WHAT IS NEEDED: Edit the listing below by changing every "innermost point" to "central point" and keeping all other text the same. Don't include the pictures in your answer.

DATA SUPPLIED:
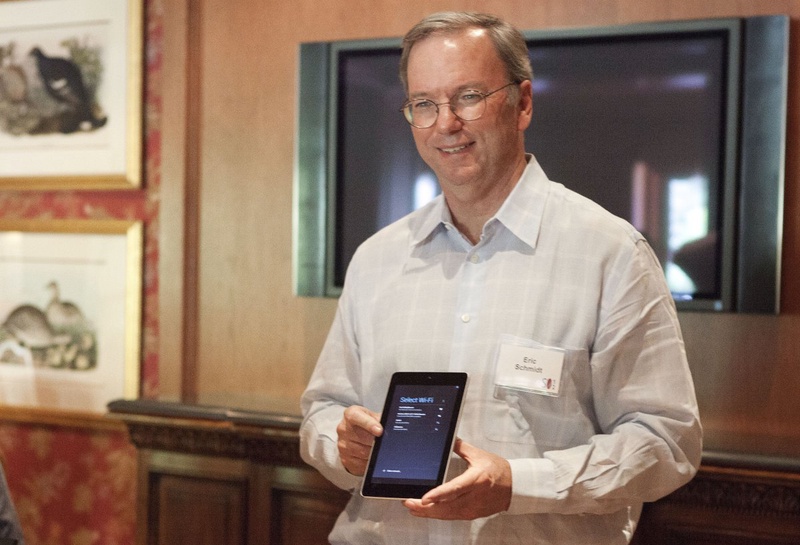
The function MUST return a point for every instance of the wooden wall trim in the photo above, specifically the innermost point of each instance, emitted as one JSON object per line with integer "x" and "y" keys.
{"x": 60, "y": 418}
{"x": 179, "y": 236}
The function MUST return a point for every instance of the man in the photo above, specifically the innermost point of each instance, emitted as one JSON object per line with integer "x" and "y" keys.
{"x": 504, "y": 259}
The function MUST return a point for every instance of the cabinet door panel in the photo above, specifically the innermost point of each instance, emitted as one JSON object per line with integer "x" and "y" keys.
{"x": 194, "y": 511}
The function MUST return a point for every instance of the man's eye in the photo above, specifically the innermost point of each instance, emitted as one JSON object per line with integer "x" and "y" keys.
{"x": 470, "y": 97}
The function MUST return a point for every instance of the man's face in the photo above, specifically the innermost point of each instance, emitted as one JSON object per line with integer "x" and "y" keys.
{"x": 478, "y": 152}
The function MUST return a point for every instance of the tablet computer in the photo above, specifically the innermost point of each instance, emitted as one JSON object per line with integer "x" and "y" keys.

WRITTEN ANSWER:
The function MUST return a point for every instance of the wooden wall trim in the photo above, specifically the central point of each instance, emitted as one JSON object per line with integer "x" and "y" keys.
{"x": 60, "y": 418}
{"x": 179, "y": 236}
The function MUST return a point for every instance of the man in the photo above, specifically the central point of each instance, emitted as one JSON object per line with integer "x" and "y" keys.
{"x": 504, "y": 259}
The function MUST return a point for every instance of the cabinet door panel in the photo above, specifically the central point of each instance, emitted as one JSON object per line with integer "x" and "y" keys.
{"x": 194, "y": 511}
The function MUST return a point for every instance of the man's eye in the photo above, specifically the central point of each instance, emitted as one JSON object per line with integer "x" and "y" keys.
{"x": 470, "y": 97}
The function MUST return a point for every instance of the man's face in the photo above, specifically the central point of each instance, emitted as one JSON object per line with integer "x" and "y" keys.
{"x": 478, "y": 152}
The function MUST return a point for every instance of the tablet computer in the photo above, specifically the central point of each instance, emitted as one JSON object per line with integer "x" and "y" keys.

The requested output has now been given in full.